Activity:
Each entry needs to be given again, character for character.

Records for the exercise:
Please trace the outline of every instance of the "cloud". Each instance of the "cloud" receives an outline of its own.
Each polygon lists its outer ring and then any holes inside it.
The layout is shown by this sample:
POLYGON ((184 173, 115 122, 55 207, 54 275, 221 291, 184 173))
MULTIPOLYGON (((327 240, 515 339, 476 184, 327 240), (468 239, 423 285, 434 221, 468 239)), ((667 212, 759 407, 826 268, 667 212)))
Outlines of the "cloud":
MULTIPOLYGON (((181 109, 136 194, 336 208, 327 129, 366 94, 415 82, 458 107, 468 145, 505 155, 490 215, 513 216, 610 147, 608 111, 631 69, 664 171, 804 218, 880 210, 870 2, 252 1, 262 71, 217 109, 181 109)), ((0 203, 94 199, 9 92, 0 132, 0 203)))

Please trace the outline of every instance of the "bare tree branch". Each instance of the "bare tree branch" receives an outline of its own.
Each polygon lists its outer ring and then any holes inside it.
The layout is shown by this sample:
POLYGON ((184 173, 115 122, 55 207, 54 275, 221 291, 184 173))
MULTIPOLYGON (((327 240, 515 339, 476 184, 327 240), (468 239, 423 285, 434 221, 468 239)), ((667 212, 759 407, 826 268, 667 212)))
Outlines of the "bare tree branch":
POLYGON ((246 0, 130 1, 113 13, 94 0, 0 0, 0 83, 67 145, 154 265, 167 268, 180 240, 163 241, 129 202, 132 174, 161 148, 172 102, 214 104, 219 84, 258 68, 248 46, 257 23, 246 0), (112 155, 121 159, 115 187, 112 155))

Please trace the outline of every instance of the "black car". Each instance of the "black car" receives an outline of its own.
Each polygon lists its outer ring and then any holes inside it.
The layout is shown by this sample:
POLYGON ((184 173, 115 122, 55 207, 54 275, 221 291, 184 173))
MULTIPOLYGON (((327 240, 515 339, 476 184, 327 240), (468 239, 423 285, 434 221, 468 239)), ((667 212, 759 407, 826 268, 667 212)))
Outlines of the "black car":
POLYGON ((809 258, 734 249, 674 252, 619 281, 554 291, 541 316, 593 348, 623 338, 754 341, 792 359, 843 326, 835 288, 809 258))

Solution for this task:
Please trace the outline of every instance of the "cloud". Each instance of the "cloud" receives an outline of its own.
Each polygon lists its outer ring and then any holes inside it.
The layout is shown by this sample:
POLYGON ((184 173, 115 122, 55 207, 54 275, 221 291, 184 173))
MULTIPOLYGON (((327 240, 515 339, 476 184, 327 240), (468 239, 423 285, 434 221, 468 239)), ((667 212, 759 407, 826 268, 667 212)))
Outlines of the "cloud":
MULTIPOLYGON (((181 109, 136 194, 336 208, 327 129, 366 94, 415 82, 458 107, 468 145, 505 155, 490 215, 513 216, 610 147, 608 111, 631 69, 664 171, 804 218, 880 210, 870 2, 252 1, 262 71, 217 109, 181 109)), ((0 203, 94 199, 9 92, 0 132, 0 203)))

Please trace the outline of every instance of the "bare tree branch". Each instance of the "bare tree branch" receives an outline of its own.
Each polygon lists its outer ring and then any holes inside it.
The layout is shown by this sample:
POLYGON ((184 173, 115 122, 55 207, 54 275, 221 291, 184 173))
MULTIPOLYGON (((327 240, 515 339, 476 184, 327 240), (468 239, 423 285, 434 221, 468 239)), ((667 212, 759 407, 826 268, 667 212)))
Outlines of the "bare tree branch":
POLYGON ((246 0, 130 1, 113 13, 94 0, 0 0, 0 83, 67 145, 154 265, 167 268, 180 240, 163 241, 129 202, 132 174, 161 148, 172 102, 214 104, 219 84, 258 68, 248 46, 257 23, 246 0), (112 155, 121 159, 115 187, 112 155))

Please trace the outline of every instance of the "black car". Each instance of the "black car" receives an outline of its own.
Each polygon lists its outer ring and then any holes inside it.
The layout is shown by this sample:
POLYGON ((184 173, 115 122, 55 207, 54 275, 221 291, 184 173))
MULTIPOLYGON (((327 240, 515 339, 476 184, 327 240), (468 239, 423 285, 434 221, 468 239)), ((667 212, 759 407, 826 268, 667 212)))
Outlines of the "black car":
POLYGON ((809 258, 734 249, 674 252, 619 281, 554 291, 541 316, 593 348, 623 338, 754 341, 792 359, 843 326, 835 288, 809 258))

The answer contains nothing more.